* **EXCERPTED PASSAGE**:
The Welterweights: My Old Band’s New “Best Of” Compilation

After spending the last few months writing about music and publishing a short story about a rock and roll record collector, I decided to create a compilation on Bandcamp for my old group, the Welterweights. The “album” is available for free.

I wrote all these songs (sang ’em too) and collaborated with a great bunch of friends. I’ll post the history and some thoughts below, but here are the front and back covers (featuring art I drew on bar napkins while waiting to go onstage or get paid over the years):

The Welterweights played from 1998 (our first gig was on New Year’s Eve) until around 2003, performing along the I-70 Corridor between Lawrence, KS and St. Louis, MO. We had the usual ups-and-downs, including

  • having three drummers in as many years (all amicable partings as guys left for better out-of-town jobs)
  • slugging it out in regional clubs trying to get a good-paying, well-attended shows
  • doing several recording sessions paid for out of our own pockets with a legendary roots-rock producer held in reverential awe by the singer/songwriter (me)
  • garnering local radio airplay and in-store shows at record shops
  • self-releasing a CD that came out in late August 2001, just weeks before a horrific national event made no one anywhere care about pop music for a while (reading Sarah Pinsker’s A Song for a New Day has really brought these memories flooding back)

* **ASSIGNED TASK 1**: Copy the Welterweights post word for word from "I wrote all" to "the singer/songwriter (me)".
* **ASSIGNED TASK 2**:
Answer these questions using the Welterweights post, marking each answer with the matching letter:
(a) On what site was the compilation made?
(b) On what did the writer draw the cover art?
(c) When did the band's self-released CD come out?
* **ASSIGNED TASK 3**: Continue the Welterweights post from its final sentence.

* **RECORDED DATA**:
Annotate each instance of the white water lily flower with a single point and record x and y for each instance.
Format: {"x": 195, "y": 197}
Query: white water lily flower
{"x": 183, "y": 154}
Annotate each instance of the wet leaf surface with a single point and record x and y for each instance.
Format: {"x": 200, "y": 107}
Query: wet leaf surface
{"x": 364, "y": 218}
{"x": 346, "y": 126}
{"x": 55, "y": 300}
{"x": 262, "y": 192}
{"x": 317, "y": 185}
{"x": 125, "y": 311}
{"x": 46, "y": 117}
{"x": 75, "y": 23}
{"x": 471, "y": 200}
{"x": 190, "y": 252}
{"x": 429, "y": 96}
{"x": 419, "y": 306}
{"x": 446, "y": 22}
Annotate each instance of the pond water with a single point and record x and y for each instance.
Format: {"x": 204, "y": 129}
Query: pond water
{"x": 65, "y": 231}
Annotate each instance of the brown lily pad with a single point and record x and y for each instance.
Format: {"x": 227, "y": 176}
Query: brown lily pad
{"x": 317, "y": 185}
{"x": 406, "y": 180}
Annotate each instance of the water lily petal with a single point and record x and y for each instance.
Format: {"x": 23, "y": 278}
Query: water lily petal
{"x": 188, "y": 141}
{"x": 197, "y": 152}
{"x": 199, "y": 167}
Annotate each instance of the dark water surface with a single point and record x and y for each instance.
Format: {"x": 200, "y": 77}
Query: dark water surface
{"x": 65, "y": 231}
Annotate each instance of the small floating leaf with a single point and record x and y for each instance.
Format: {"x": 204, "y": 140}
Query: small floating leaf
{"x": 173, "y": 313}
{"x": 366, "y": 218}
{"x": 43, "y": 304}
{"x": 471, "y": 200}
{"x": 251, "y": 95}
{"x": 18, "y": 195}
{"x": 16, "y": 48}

* **ANSWER AREA 1**:
I wrote all these songs (sang ’em too) and collaborated with a great bunch of friends. I’ll post the history and some thoughts below, but here are the front and back covers (featuring art I drew on bar napkins while waiting to go onstage or get paid over the years):

The Welterweights played from 1998 (our first gig was on New Year’s Eve) until around 2003, performing along the I-70 Corridor between Lawrence, KS and St. Louis, MO. We had the usual ups-and-downs, including

  • having three drummers in as many years (all amicable partings as guys left for better out-of-town jobs)
  • slugging it out in regional clubs trying to get a good-paying, well-attended shows
  • doing several recording sessions paid for out of our own pockets with a legendary roots-rock producer held in reverential awe by the singer/songwriter (me)

* **ANSWER AREA 2**:
(a) Bandcamp
(b) Bar napkins
(c) Late August 2001

* **ANSWER AREA 3**:
  • getting nominated for a local music award and listed in a “Year’s Top 10” list in the local paper
  • gradually fizzling out as age/careers/other interests took precedence

I’m proud of some of the songs and accomplishments, not so proud of others. Some sound better now than they did then. Mostly, I just remember working really hard to write good songs.

The dated references are food for thought. “Little Red Light” only works if you’ve seen an answering machine attached to land-line phone. And, could any songwriter, then or now, write about answering machines without accusation of aping the Replacements? (Though to be fair, we were also aping their sound, performance style, and probably blood-alcohol content then too). “Just Plain Fall” (a favorite of several folks close to the band) has a chorus with the term “Indian Summer” in it, which may not bother anyone but me. It seemed like a pretty benign phrase but has a darker history I didn’t know when I wrote it circa 1997. “St. Martin’s Summer” means the same thing (same # of syllables and everything), so it’s easy to fix if I ever sing it again, but the recorded version is what it is. I’m all for learning better/kinder ways to say things. All this is just proof that a lot of time has passed. These songs already belong to an earlier age.

The combo of Covid-19’s forced isolation, Pinsker’s novel, and “The Record Collector”‘s publication finally got me to document that band in an accessible way.